§ **Exercise passage**:
"""
Cholera wasn't gone yet – but the outbreak was clearly flagging.
"We immediately saw the decline in terms of numbers of new cases reporting because […] of the interventions, and that led to declaring cholera no longer a disease of an emergency," Ganizani of the Ministry of Health, and focal person for the integrated campaign, told VaccinesWork.
A behind the-scenes glimpse at a rare campaign
COVID-19 taught the world that a rolling epidemic crisis imperils control of other diseases. Measles, often called the "canary in the coalmine", has spiked in the years since the pandemic struck: being highly infectious, the virus punches through quickly when gaps open in the immunisation safety net. It's often followed by other diseases, exploiting the same weaknesses in the health system.
A cholera outbreak following on from a global pandemic is a lot for a health system to cope with, Gavi's Malawi country team understood. Funding an integrated COVID-19 and cholera campaign – redeploying money initially earmarked just for the COVID-19 response – struck the team as an opportunity to right the dominoes before they fell, Senior Country Manager Jonna Jeurlink explains.
"It comes down to the importance of combining immediate outbreak response with efforts to foster long-term resilience," Jeurlink said.
"I think it is after that launch by the head of state [of this campaign], we really now had to figure in terms of interventions that would be very much relevant in preparation of the disaster-prone season or the rain season we are in now," he said.
Ganizani said the campaign also focused in on sources of water which were still not safe, meaning that communities were using them before bringing in the necessary interventions, like maintenance of broken-down water points and revamping of potable water kiosks.
"And it is at the same time that we are saying: COVID-19 is not eradicated or eliminated. We still have it around us. But if we see the decline in the numbers of cases, I think we are attributing it to the issue of the vaccination that we had. We had a lot of challenges, misconceptions around it, but the numbers of those that got the vaccination were actually increasing to what we call the herd immunity," he added.
"I think what we're seeing is a very important investment. It was quite expensive – but compared to the loss of life, which we are not actually seeing this time as it was last time, it's worth it," he said.
"""
§ **Extracted information**:
"""
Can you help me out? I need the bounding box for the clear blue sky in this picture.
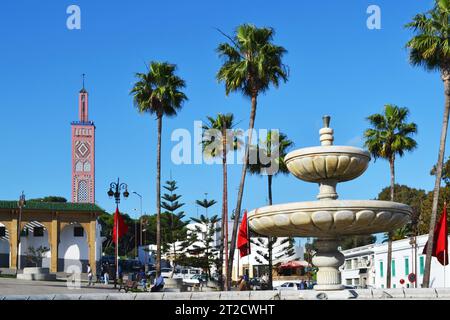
[0,0,443,245]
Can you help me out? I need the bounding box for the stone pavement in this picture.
[0,278,118,300]
[0,278,450,301]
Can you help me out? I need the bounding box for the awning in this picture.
[278,260,308,269]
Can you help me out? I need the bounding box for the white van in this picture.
[173,268,202,279]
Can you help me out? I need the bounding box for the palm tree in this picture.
[217,24,288,285]
[364,104,417,288]
[248,130,294,290]
[130,61,187,273]
[202,113,242,291]
[406,0,450,288]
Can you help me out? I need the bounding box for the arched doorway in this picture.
[19,221,51,269]
[0,222,10,268]
[58,223,89,272]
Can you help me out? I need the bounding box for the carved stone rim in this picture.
[249,200,412,219]
[284,146,371,163]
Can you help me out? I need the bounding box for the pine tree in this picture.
[161,180,187,269]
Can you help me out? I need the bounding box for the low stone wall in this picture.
[0,289,450,301]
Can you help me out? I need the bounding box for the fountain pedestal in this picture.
[312,239,345,291]
[248,116,412,290]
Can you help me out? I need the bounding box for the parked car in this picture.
[183,274,207,285]
[147,268,172,278]
[273,281,300,290]
[174,268,202,279]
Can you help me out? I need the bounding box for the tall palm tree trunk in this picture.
[220,128,229,291]
[422,68,450,288]
[267,175,274,290]
[156,114,162,274]
[386,155,395,288]
[227,92,258,287]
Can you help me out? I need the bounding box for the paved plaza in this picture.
[0,278,118,296]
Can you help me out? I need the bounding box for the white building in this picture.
[342,235,450,288]
[341,244,375,287]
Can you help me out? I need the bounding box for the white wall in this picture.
[374,235,450,288]
[19,222,51,268]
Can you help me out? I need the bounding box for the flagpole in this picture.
"""
§ **Task A**: List every disease named in the cholera campaign passage.
§ **Task B**: Set down everything in the cholera campaign passage from "A behind the-scenes" down to "Jonna Jeurlink explains.".

§ **Written answer A**: Cholera, COVID-19, measles

§ **Written answer B**:
A behind the-scenes glimpse at a rare campaign
COVID-19 taught the world that a rolling epidemic crisis imperils control of other diseases. Measles, often called the "canary in the coalmine", has spiked in the years since the pandemic struck: being highly infectious, the virus punches through quickly when gaps open in the immunisation safety net. It's often followed by other diseases, exploiting the same weaknesses in the health system.
A cholera outbreak following on from a global pandemic is a lot for a health system to cope with, Gavi's Malawi country team understood. Funding an integrated COVID-19 and cholera campaign – redeploying money initially earmarked just for the COVID-19 response – struck the team as an opportunity to right the dominoes before they fell, Senior Country Manager Jonna Jeurlink explains.